Point-per-instance localization data:
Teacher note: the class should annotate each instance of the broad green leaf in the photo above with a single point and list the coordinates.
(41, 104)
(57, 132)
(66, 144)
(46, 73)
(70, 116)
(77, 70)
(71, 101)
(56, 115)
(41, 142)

Your instructions: Pull out each record as written and restate it exactly.

Response to this task:
Teacher note: the class should annotate each instance of the broad green leaf in the photo above with a single point and list the coordinates.
(41, 104)
(57, 132)
(66, 144)
(46, 73)
(70, 116)
(77, 70)
(71, 101)
(56, 115)
(41, 142)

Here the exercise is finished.